### Given entries
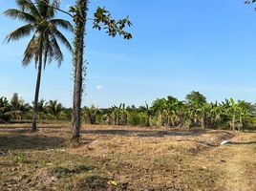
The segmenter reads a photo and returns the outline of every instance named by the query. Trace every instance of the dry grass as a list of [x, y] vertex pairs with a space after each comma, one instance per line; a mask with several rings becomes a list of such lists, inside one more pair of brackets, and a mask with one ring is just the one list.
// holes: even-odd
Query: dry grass
[[2, 190], [256, 190], [256, 133], [84, 126], [68, 148], [68, 126], [29, 127], [0, 126]]

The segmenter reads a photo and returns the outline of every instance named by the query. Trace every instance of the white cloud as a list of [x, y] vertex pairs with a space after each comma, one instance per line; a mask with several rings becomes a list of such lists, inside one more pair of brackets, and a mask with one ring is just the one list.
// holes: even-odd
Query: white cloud
[[98, 90], [98, 91], [99, 91], [99, 90], [102, 90], [102, 89], [103, 89], [103, 86], [98, 85], [98, 86], [96, 86], [96, 90]]

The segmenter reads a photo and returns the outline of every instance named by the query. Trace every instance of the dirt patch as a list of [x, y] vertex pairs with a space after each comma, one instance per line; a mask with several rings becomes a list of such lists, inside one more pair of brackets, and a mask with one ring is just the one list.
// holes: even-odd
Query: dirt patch
[[3, 190], [255, 190], [255, 133], [84, 126], [65, 148], [69, 128], [0, 128]]

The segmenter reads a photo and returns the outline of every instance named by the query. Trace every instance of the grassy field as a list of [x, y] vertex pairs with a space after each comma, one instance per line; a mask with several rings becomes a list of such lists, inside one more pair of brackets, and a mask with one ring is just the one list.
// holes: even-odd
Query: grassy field
[[256, 133], [39, 126], [0, 126], [1, 190], [256, 190]]

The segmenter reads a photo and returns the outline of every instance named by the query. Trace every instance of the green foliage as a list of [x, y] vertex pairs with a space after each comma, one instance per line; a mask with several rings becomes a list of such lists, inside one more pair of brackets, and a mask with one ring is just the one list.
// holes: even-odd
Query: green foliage
[[124, 39], [131, 39], [132, 34], [125, 32], [124, 28], [128, 26], [131, 27], [132, 23], [129, 18], [126, 17], [120, 20], [115, 20], [112, 18], [111, 13], [105, 8], [97, 8], [94, 13], [94, 29], [100, 31], [101, 29], [106, 30], [106, 32], [115, 37], [119, 34], [124, 37]]
[[[32, 119], [32, 106], [24, 103], [14, 94], [9, 103], [6, 97], [0, 98], [0, 119]], [[25, 109], [27, 108], [27, 109]], [[39, 109], [40, 108], [40, 109]], [[19, 110], [17, 110], [19, 109]], [[72, 117], [72, 109], [65, 108], [57, 100], [44, 99], [38, 102], [38, 118], [41, 120], [64, 120]], [[95, 105], [84, 107], [81, 112], [83, 121], [93, 125], [132, 125], [165, 126], [186, 128], [208, 128], [244, 130], [255, 123], [255, 104], [245, 101], [225, 99], [218, 103], [207, 103], [206, 97], [192, 92], [186, 101], [176, 97], [157, 98], [152, 106], [126, 106], [124, 103], [110, 108], [97, 108]], [[7, 119], [5, 119], [7, 121]]]

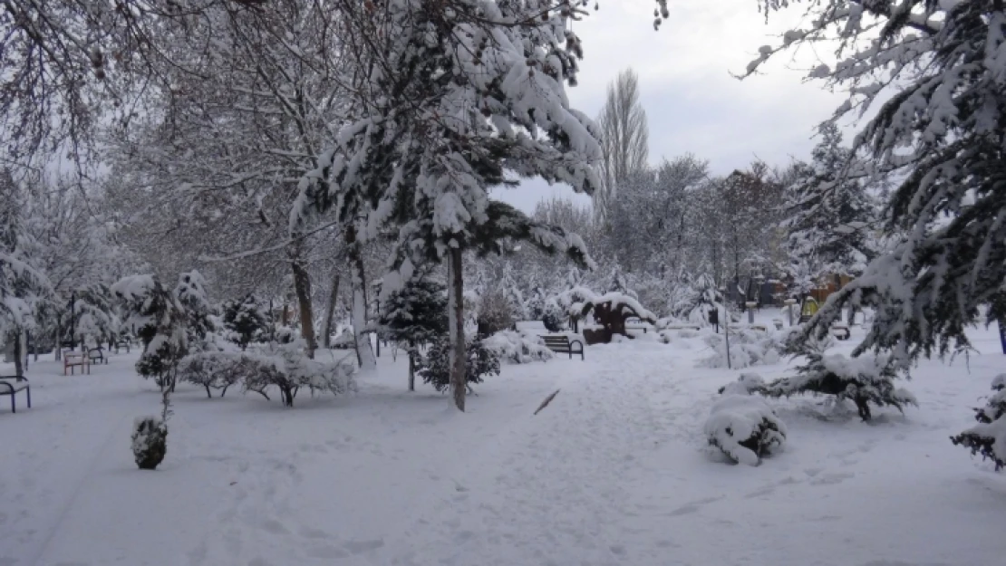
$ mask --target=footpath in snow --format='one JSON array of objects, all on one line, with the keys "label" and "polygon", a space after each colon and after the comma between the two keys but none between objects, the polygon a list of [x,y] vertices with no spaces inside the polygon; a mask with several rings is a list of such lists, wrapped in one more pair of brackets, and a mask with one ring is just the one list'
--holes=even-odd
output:
[{"label": "footpath in snow", "polygon": [[40,363],[35,406],[0,411],[0,566],[998,564],[1006,477],[948,439],[1006,367],[977,338],[914,372],[903,416],[774,402],[789,443],[758,467],[705,445],[737,372],[696,369],[698,339],[505,365],[464,414],[387,356],[358,395],[294,409],[183,388],[154,473],[129,451],[158,401],[132,357]]}]

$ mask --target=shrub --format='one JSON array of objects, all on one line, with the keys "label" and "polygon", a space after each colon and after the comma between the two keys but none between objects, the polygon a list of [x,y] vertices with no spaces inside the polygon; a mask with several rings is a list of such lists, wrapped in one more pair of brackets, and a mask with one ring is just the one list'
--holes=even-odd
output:
[{"label": "shrub", "polygon": [[996,470],[1006,467],[1006,373],[992,380],[992,395],[984,407],[975,409],[978,425],[951,436],[954,445],[963,445],[972,455],[991,459]]},{"label": "shrub", "polygon": [[709,410],[704,427],[709,444],[731,460],[758,465],[786,442],[786,425],[769,404],[746,395],[726,395]]},{"label": "shrub", "polygon": [[246,368],[222,352],[200,352],[182,358],[178,364],[178,376],[182,381],[201,385],[206,389],[206,397],[212,398],[211,389],[220,391],[220,397],[227,388],[240,382]]},{"label": "shrub", "polygon": [[[465,364],[465,382],[471,391],[473,383],[482,383],[483,376],[499,375],[500,361],[496,354],[486,348],[483,341],[476,338],[466,347],[468,363]],[[424,383],[430,383],[440,392],[451,386],[451,341],[441,337],[430,347],[427,355],[420,359],[416,375]]]},{"label": "shrub", "polygon": [[499,289],[487,290],[479,302],[478,327],[480,336],[496,334],[513,326],[510,298]]},{"label": "shrub", "polygon": [[504,330],[482,341],[497,358],[511,364],[545,362],[552,359],[552,351],[537,336],[528,336]]},{"label": "shrub", "polygon": [[156,469],[168,451],[168,425],[159,416],[137,418],[133,424],[133,456],[140,469]]}]

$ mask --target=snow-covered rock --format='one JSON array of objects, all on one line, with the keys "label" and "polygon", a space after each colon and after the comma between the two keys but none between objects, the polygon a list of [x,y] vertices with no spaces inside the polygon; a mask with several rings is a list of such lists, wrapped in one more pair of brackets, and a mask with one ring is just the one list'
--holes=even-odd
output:
[{"label": "snow-covered rock", "polygon": [[709,444],[730,459],[758,465],[786,442],[786,425],[764,399],[726,395],[709,410],[704,431]]}]

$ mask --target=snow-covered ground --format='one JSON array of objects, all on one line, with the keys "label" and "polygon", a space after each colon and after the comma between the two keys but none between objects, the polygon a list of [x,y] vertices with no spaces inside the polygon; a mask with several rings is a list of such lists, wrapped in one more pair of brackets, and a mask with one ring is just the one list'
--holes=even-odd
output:
[{"label": "snow-covered ground", "polygon": [[1000,564],[1006,475],[948,438],[1006,371],[974,337],[980,355],[914,372],[903,416],[772,402],[789,438],[758,467],[706,445],[739,372],[696,369],[701,338],[504,365],[464,414],[405,391],[387,350],[356,395],[293,409],[183,385],[157,471],[129,448],[159,401],[135,353],[85,376],[42,361],[33,408],[0,398],[0,566]]}]

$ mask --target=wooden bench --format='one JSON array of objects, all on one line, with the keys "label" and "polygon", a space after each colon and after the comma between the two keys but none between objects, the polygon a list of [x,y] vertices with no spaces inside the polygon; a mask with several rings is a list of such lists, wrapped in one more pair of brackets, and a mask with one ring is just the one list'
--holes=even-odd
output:
[{"label": "wooden bench", "polygon": [[14,403],[14,394],[24,391],[28,397],[28,408],[31,408],[31,385],[28,378],[22,375],[0,375],[0,395],[10,395],[10,412],[16,413],[17,406]]},{"label": "wooden bench", "polygon": [[92,364],[107,364],[109,357],[105,355],[104,348],[92,348],[88,350],[88,362]]},{"label": "wooden bench", "polygon": [[[570,341],[569,337],[564,335],[542,336],[541,340],[545,342],[545,347],[552,352],[569,354],[570,360],[572,359],[573,354],[579,354],[579,359],[585,360],[583,357],[583,343],[578,340]],[[579,349],[573,349],[573,344],[579,344]]]},{"label": "wooden bench", "polygon": [[852,336],[852,332],[849,331],[849,327],[845,325],[832,325],[830,329],[831,335],[839,340],[848,340]]},{"label": "wooden bench", "polygon": [[73,375],[73,368],[80,366],[80,372],[88,372],[91,374],[91,360],[88,359],[88,355],[83,352],[65,352],[63,353],[63,375],[66,375],[66,370],[69,369],[69,374]]}]

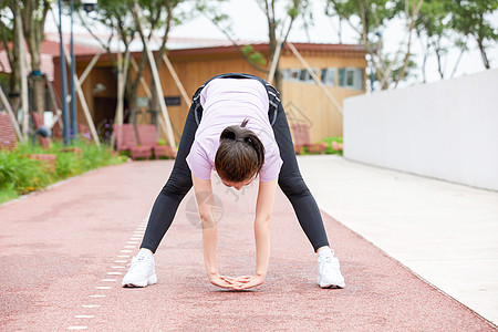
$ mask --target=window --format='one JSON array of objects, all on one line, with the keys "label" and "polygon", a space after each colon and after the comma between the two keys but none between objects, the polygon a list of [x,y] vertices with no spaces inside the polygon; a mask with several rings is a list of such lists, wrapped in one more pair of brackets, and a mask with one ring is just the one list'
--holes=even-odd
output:
[{"label": "window", "polygon": [[[317,69],[312,69],[314,74],[317,74]],[[295,82],[314,82],[313,77],[310,75],[305,69],[286,69],[281,71],[283,80],[295,81]]]},{"label": "window", "polygon": [[335,85],[335,68],[324,68],[322,69],[322,83],[329,86]]},{"label": "window", "polygon": [[364,72],[362,68],[339,69],[339,86],[363,90]]}]

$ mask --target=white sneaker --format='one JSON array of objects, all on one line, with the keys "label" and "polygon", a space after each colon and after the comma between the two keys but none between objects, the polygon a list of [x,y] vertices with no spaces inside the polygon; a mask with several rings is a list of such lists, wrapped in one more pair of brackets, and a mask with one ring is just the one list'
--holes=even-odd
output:
[{"label": "white sneaker", "polygon": [[344,277],[341,274],[339,259],[333,251],[320,255],[318,258],[319,277],[318,284],[321,288],[344,288]]},{"label": "white sneaker", "polygon": [[131,267],[124,276],[121,284],[123,287],[146,287],[157,282],[154,256],[148,251],[139,251],[132,259]]}]

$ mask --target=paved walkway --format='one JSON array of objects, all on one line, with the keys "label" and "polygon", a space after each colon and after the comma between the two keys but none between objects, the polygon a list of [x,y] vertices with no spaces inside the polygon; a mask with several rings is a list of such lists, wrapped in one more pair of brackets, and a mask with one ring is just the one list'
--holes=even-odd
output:
[{"label": "paved walkway", "polygon": [[[209,284],[190,193],[156,255],[159,282],[123,289],[170,169],[167,160],[102,168],[1,206],[0,330],[496,331],[325,214],[347,286],[320,289],[315,256],[280,191],[270,272],[260,288],[231,292]],[[225,274],[253,269],[256,189],[215,183]]]},{"label": "paved walkway", "polygon": [[325,212],[498,323],[498,193],[338,156],[300,166]]}]

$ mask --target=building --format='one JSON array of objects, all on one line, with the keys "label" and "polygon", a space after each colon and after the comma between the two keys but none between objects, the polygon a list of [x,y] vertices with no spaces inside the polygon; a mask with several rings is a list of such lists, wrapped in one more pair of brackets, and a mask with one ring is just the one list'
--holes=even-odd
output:
[{"label": "building", "polygon": [[[86,40],[85,44],[85,40],[81,37],[75,40],[80,45],[85,45],[75,55],[76,73],[80,76],[101,50],[94,45],[94,51],[89,52],[91,42]],[[248,42],[248,44],[251,44],[255,51],[260,52],[267,60],[267,64],[269,63],[268,43]],[[238,49],[227,41],[172,38],[167,45],[173,68],[190,97],[199,85],[219,73],[246,72],[263,79],[266,75],[243,60]],[[294,46],[341,105],[345,97],[365,92],[366,60],[363,45],[294,43]],[[141,52],[133,52],[132,56],[138,61]],[[59,55],[53,56],[53,68],[54,86],[60,94]],[[287,45],[282,49],[280,69],[283,75],[282,103],[289,120],[307,122],[310,125],[312,141],[342,136],[341,114],[313,81],[303,63]],[[178,142],[189,105],[181,97],[177,84],[164,64],[160,66],[159,76],[175,139]],[[144,79],[149,84],[151,73],[147,68]],[[114,118],[116,87],[116,74],[113,71],[110,55],[103,53],[82,84],[86,103],[97,128]],[[151,110],[148,110],[146,91],[143,86],[138,89],[137,104],[137,122],[149,123]],[[79,122],[84,122],[84,114],[79,107]]]}]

### What the task requires
Count the lines in the entries above that contain the string "white", and reply with only that number.

### In response
4